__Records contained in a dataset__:
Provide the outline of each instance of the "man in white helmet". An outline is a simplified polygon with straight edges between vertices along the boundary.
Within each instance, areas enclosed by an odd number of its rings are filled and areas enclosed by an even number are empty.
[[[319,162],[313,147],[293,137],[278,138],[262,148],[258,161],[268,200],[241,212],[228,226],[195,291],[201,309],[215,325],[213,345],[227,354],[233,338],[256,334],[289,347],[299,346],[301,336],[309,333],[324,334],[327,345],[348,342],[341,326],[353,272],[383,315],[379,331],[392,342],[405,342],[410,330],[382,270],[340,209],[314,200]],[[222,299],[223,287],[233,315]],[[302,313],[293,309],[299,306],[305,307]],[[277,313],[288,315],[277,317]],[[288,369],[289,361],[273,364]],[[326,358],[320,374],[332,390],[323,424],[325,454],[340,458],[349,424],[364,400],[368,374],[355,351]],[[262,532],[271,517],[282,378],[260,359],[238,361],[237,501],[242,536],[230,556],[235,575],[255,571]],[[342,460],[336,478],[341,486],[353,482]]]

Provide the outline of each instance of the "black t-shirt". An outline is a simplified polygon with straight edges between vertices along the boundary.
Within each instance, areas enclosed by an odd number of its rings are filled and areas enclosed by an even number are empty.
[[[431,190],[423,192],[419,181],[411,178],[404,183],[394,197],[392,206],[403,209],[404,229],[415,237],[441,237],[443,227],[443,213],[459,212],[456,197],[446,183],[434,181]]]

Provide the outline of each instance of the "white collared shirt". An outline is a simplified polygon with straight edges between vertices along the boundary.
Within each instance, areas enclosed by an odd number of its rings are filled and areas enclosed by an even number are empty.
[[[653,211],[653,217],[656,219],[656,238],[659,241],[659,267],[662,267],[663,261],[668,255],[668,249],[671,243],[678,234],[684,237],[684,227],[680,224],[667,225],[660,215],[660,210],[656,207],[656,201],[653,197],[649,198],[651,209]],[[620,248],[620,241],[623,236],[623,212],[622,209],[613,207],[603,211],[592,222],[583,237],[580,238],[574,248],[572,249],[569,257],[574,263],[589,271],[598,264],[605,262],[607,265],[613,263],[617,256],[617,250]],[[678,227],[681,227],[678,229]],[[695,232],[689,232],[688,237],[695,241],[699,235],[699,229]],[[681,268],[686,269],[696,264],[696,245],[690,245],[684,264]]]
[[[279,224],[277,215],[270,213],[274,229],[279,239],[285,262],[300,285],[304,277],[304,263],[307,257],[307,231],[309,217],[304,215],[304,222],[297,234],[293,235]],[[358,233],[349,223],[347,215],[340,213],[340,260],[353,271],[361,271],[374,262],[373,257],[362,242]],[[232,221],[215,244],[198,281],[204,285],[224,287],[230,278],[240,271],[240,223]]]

__STATED TASK__: Copy out the whole listing exactly; please set it all down.

__REPLY__:
Provide the outline of each instance of the "man in white helmet". An outline is a simplified polygon with straight edges between vertices along the boundary.
Within each instance, areas enclosed by an odd number of its rings are filled and areas enclosed by an even number are empty.
[[[319,162],[313,147],[293,137],[278,138],[262,148],[258,161],[268,200],[241,212],[228,226],[195,291],[201,309],[215,325],[213,345],[227,354],[233,338],[256,334],[289,347],[299,346],[301,336],[309,333],[324,334],[327,345],[348,342],[341,326],[353,272],[383,315],[379,331],[392,342],[405,342],[410,330],[382,270],[340,209],[314,200]],[[222,299],[223,287],[233,315]],[[302,313],[293,309],[299,306],[305,307]],[[277,313],[288,315],[277,317]],[[288,369],[289,361],[273,364]],[[326,358],[320,374],[332,390],[323,424],[325,454],[340,458],[349,424],[364,400],[368,374],[355,351]],[[262,532],[271,517],[282,378],[260,359],[238,361],[237,501],[242,536],[230,556],[235,575],[255,571]],[[342,460],[336,478],[341,486],[353,482]]]

Provide the outline of each instance of the "black t-shirt". An outline is a simplified polygon with straight edges between vertices along the boundary.
Within each instance, areas enclosed by an odd number of its rings are filled and areas enclosed by an even number are empty.
[[[431,190],[423,192],[419,181],[411,178],[404,183],[394,197],[392,206],[403,209],[404,229],[415,237],[441,237],[443,227],[443,213],[459,212],[456,197],[446,183],[434,181]]]

Provide the outline of each instance of the "white collared shirt". An outline is a simplified polygon with straight edges between vertices along the boundary.
Within each instance, areas enclosed by an odd number of its rings are filled and areas enclosed by an even number are empty.
[[[653,211],[653,217],[656,219],[656,238],[659,241],[659,267],[662,267],[663,261],[668,255],[668,249],[671,243],[678,234],[684,237],[684,227],[680,224],[667,225],[660,215],[660,210],[656,207],[656,201],[653,197],[649,198],[651,209]],[[620,248],[620,241],[623,236],[623,212],[622,209],[613,207],[603,211],[592,222],[583,237],[580,238],[574,248],[572,249],[569,257],[574,263],[589,271],[598,264],[605,262],[607,265],[613,263],[617,256],[617,250]],[[678,227],[681,227],[678,229]],[[695,232],[689,232],[688,237],[695,241],[699,235],[699,229]],[[681,268],[686,269],[696,264],[696,245],[690,245],[684,264]]]
[[[279,224],[277,215],[270,213],[274,229],[279,239],[285,262],[300,285],[304,277],[304,263],[307,257],[307,231],[309,217],[304,215],[304,222],[297,234],[293,235]],[[358,233],[349,223],[347,215],[340,213],[340,260],[353,271],[361,271],[374,262],[373,257],[362,242]],[[232,221],[215,244],[198,281],[204,285],[224,287],[230,278],[240,271],[240,223]]]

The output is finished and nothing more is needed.